-- ABOUT THIS EXERCISE --
For this exercise, output the line holding "the camouflage cap" and all subsequent lines of the entries below, unchanged, up to and including the last.

-- Collection entries --
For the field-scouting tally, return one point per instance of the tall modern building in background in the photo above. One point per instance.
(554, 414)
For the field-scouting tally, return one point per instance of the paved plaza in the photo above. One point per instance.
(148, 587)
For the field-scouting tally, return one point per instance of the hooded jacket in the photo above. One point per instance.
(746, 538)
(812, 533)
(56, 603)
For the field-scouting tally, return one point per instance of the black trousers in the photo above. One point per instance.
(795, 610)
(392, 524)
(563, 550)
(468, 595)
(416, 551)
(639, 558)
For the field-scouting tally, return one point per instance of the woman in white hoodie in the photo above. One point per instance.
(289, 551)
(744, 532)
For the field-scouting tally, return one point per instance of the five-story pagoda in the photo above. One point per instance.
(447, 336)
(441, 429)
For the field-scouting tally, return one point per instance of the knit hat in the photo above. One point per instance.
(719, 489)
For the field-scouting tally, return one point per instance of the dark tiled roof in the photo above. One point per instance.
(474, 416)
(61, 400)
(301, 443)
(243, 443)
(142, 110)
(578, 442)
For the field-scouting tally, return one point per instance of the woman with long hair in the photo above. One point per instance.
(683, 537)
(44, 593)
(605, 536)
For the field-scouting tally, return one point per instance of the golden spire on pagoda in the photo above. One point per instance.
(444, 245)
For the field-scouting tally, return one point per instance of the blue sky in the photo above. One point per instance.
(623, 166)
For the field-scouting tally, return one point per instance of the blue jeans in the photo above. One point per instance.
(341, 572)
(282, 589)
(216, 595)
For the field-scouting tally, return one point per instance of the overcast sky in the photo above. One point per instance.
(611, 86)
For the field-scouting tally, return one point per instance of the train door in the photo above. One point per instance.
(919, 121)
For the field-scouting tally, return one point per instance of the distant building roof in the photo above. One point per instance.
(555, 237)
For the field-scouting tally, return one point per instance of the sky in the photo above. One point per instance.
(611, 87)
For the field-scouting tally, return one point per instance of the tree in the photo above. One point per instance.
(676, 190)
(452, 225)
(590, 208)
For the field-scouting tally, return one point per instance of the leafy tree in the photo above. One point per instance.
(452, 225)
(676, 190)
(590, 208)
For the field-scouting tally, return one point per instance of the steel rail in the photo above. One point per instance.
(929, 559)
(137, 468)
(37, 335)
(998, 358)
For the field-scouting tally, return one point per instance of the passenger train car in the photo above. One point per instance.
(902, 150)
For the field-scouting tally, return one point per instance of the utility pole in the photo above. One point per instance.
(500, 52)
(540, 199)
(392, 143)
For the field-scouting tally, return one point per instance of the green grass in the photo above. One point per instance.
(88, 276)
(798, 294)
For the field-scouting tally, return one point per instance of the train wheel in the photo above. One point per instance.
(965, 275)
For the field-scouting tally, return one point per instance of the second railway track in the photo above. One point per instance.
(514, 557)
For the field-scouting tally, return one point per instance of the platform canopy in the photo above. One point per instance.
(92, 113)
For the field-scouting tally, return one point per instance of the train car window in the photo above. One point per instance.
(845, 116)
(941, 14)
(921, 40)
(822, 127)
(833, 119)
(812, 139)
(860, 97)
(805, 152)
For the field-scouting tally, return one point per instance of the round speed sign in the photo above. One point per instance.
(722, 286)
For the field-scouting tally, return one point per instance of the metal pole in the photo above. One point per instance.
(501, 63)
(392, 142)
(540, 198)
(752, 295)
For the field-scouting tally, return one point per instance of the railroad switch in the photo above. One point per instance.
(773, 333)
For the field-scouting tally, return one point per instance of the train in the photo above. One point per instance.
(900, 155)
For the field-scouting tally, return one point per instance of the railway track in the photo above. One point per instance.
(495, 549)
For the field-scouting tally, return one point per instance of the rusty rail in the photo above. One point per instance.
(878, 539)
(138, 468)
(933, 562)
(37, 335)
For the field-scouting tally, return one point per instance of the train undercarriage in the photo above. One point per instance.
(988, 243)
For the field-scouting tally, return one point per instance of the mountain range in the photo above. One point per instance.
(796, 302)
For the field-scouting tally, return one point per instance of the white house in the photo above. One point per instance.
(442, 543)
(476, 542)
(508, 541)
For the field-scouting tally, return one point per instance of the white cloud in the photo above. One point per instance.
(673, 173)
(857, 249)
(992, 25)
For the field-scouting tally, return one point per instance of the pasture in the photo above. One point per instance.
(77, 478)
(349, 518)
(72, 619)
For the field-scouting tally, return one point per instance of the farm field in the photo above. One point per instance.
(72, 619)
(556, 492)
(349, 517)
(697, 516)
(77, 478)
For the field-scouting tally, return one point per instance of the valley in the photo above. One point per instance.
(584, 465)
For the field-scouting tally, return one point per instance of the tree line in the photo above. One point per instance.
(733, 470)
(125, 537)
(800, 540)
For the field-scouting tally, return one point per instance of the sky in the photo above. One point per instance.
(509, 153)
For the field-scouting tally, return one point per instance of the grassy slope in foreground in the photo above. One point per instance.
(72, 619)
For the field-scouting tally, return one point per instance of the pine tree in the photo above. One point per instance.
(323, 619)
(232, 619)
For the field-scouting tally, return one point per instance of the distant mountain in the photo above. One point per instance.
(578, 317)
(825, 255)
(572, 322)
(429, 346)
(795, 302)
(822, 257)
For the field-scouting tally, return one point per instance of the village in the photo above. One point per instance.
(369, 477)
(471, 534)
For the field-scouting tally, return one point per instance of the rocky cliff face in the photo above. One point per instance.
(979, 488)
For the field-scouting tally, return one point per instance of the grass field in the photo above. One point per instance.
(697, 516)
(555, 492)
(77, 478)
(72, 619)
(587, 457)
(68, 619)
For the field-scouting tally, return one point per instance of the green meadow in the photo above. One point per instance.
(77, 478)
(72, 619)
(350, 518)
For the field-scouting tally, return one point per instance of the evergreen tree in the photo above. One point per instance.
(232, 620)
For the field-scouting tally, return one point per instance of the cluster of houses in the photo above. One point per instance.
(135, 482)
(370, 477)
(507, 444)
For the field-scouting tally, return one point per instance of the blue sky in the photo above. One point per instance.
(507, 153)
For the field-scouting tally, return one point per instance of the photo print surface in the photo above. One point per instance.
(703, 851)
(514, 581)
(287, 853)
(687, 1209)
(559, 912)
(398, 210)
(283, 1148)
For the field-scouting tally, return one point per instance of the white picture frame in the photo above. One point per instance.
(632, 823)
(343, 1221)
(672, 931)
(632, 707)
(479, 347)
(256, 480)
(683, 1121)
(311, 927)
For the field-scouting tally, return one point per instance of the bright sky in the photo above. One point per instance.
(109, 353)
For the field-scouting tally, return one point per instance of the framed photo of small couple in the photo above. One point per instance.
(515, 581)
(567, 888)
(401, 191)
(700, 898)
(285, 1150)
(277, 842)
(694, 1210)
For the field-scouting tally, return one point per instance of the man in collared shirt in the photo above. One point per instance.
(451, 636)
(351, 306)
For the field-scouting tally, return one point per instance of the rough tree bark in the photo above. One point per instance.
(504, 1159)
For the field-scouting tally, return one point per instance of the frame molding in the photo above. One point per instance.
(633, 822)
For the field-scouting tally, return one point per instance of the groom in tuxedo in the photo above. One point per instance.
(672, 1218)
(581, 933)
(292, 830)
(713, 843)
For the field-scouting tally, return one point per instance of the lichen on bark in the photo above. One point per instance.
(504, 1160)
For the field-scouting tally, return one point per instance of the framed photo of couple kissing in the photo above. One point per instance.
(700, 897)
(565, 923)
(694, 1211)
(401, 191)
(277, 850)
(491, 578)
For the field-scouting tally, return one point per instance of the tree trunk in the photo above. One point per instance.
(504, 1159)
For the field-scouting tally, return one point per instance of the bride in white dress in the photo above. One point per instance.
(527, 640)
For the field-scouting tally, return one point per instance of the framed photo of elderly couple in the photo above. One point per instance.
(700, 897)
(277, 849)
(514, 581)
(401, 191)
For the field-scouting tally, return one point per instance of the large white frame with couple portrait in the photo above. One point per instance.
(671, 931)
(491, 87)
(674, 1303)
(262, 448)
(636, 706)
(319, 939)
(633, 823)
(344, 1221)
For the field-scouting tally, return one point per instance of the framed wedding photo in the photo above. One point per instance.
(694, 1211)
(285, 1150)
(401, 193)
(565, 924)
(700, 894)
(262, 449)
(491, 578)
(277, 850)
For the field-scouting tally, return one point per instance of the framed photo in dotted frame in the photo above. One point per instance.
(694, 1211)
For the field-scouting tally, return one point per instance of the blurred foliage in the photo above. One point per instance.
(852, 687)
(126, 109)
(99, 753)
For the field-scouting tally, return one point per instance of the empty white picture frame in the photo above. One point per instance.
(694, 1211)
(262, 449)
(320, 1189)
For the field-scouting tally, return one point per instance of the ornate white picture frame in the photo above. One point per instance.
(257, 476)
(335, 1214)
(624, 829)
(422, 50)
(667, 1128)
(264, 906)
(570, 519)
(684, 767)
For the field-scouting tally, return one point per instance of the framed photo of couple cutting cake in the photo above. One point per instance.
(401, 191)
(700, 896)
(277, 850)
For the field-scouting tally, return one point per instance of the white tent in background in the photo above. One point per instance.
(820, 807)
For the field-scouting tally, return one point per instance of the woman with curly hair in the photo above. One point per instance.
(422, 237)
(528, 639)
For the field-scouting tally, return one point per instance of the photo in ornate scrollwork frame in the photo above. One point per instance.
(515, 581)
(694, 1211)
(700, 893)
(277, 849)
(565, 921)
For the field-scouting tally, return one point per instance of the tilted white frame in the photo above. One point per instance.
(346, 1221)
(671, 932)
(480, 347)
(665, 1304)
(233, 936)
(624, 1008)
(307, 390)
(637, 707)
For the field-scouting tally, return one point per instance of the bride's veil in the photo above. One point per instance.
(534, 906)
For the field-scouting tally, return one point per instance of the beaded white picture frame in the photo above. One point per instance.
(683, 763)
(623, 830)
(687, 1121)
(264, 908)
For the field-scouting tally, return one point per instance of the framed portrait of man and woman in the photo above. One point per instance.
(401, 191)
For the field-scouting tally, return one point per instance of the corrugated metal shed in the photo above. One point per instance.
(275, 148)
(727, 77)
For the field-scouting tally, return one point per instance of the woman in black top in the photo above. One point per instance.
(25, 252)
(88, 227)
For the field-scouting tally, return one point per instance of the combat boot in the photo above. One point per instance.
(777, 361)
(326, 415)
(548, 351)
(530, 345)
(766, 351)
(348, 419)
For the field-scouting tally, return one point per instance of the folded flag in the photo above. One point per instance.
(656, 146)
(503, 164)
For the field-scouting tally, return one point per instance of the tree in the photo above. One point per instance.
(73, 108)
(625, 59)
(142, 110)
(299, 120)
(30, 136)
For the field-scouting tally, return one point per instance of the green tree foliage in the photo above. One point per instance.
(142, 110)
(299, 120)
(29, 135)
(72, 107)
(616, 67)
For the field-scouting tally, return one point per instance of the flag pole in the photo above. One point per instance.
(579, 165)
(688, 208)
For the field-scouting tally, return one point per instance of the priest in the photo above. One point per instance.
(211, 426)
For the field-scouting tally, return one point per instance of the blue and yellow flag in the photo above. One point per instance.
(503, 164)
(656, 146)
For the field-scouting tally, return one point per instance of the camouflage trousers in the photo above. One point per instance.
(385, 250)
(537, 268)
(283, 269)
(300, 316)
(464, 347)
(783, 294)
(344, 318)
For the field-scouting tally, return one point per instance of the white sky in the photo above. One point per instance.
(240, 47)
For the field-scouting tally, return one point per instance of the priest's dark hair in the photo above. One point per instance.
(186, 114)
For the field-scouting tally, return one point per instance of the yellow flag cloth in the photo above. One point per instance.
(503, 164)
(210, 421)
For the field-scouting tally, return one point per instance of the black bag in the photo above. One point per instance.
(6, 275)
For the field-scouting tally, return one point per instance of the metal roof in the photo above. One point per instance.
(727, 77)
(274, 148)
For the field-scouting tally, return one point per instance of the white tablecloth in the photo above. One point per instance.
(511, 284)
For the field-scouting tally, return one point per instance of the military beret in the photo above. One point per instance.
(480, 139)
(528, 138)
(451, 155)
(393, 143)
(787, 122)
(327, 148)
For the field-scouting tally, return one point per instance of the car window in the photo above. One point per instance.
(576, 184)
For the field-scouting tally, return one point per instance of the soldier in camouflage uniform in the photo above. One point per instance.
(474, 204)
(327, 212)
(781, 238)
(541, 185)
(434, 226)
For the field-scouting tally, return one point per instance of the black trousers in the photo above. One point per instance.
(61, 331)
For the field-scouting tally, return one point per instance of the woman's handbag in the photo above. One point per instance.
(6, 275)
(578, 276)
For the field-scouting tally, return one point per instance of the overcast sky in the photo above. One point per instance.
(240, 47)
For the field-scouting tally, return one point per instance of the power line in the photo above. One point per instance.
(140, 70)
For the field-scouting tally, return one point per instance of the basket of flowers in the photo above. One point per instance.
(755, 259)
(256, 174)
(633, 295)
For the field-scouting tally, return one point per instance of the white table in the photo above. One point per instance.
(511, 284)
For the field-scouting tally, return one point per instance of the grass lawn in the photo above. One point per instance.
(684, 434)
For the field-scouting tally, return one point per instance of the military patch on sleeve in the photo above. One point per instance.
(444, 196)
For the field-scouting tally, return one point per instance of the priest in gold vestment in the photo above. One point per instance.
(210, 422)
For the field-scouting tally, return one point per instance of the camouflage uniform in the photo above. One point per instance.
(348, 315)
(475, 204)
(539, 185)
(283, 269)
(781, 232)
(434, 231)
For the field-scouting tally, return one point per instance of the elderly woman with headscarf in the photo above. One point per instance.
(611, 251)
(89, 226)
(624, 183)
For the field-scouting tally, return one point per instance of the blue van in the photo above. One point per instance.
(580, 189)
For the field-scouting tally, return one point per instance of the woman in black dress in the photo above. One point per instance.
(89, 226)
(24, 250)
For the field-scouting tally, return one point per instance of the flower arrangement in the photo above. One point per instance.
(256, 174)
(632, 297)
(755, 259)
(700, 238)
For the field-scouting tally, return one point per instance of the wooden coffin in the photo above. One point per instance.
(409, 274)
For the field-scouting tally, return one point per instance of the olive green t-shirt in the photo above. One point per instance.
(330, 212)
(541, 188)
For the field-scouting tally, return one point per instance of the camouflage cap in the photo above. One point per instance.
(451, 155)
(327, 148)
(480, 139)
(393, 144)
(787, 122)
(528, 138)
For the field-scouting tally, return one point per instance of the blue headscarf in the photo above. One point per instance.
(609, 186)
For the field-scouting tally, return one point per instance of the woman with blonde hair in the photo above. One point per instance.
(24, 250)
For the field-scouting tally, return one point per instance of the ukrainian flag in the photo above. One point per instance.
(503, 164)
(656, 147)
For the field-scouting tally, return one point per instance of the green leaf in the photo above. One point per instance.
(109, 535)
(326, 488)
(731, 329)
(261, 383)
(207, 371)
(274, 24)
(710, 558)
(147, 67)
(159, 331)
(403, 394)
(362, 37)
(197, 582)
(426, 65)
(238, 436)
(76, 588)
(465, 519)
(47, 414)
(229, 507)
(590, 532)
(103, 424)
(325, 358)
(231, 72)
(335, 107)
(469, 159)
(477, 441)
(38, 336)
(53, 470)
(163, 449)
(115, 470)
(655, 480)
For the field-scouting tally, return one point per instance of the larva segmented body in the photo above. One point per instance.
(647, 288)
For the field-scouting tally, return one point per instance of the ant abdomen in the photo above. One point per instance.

-- RESULT OF THIS TASK --
For the field-scouting tally, return one point per instance of the camouflage cap in the photo above. One point per instance.
(451, 155)
(327, 148)
(480, 139)
(393, 144)
(787, 122)
(528, 138)
For the field-scouting tally, return one point per instance of the blue headscarf in the photo above. One point per instance.
(609, 186)
For the field-scouting tally, return one point per instance of the woman with blonde hair in the photo above. One point per instance.
(24, 250)
For the field-scouting tally, return one point per instance of the ukrainian flag in the photo above. One point per instance.
(503, 164)
(656, 147)
For the field-scouting tally, return one point per instance of the green leaf in the photo above. One point per instance.
(109, 535)
(326, 488)
(731, 329)
(261, 383)
(207, 371)
(274, 24)
(710, 558)
(147, 67)
(159, 331)
(403, 394)
(362, 37)
(197, 582)
(426, 65)
(238, 436)
(76, 588)
(465, 519)
(47, 414)
(229, 507)
(590, 532)
(103, 424)
(325, 358)
(231, 72)
(335, 107)
(469, 159)
(477, 441)
(38, 336)
(53, 470)
(163, 449)
(115, 470)
(655, 480)
For the field-scouting tally, return one point per instance of the larva segmented body in the photo above. One point per instance.
(647, 288)
For the field-scouting tally, return one point per instance of the ant abdomen in the photo above. One point per instance.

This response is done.